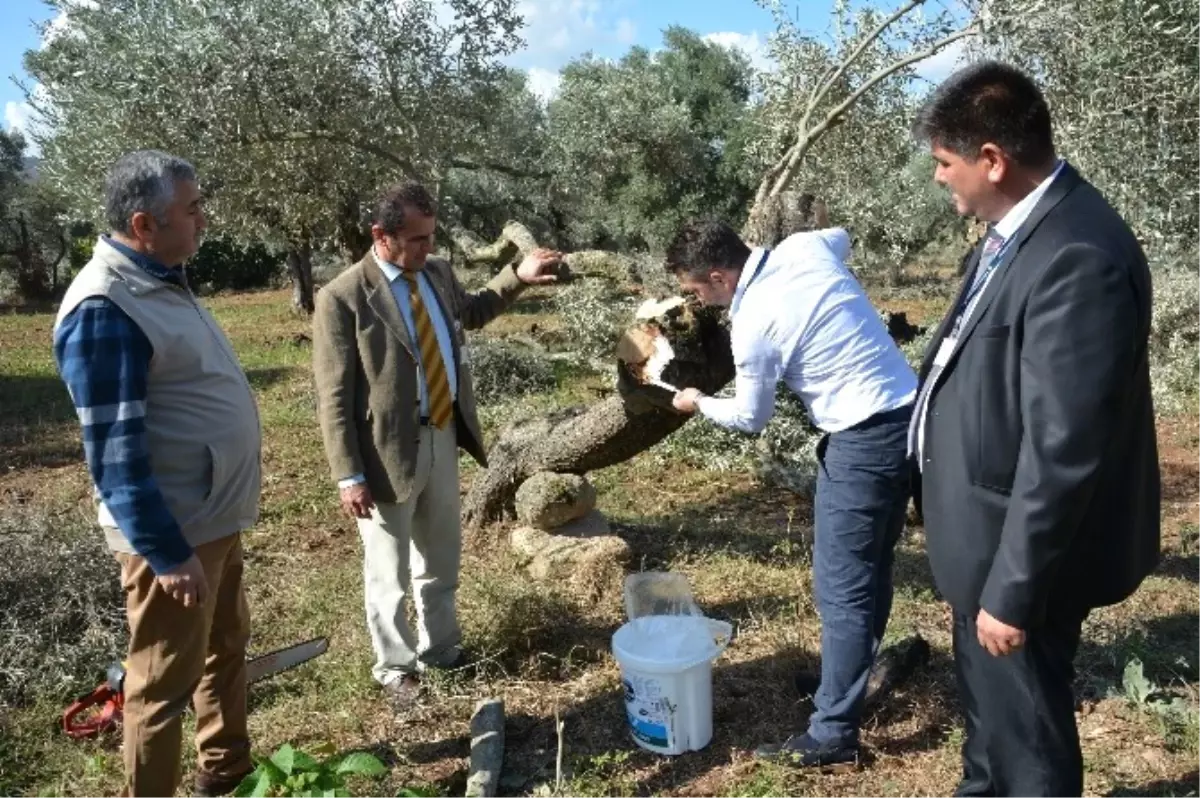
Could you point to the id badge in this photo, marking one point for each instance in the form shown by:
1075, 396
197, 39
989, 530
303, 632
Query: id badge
943, 352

◇ ◇ ◇ ◇ ◇ ◇ ◇

* [ABOUT THIS EXERCISE]
Each entry above should be restated word for word, though no picture may appear in the copy.

* [REPLY TO THE EXERCISE]
Could you point to the id badge in this photo, marking one point for each instance in the form shown by:
1075, 396
197, 39
989, 530
303, 632
Query: id badge
943, 352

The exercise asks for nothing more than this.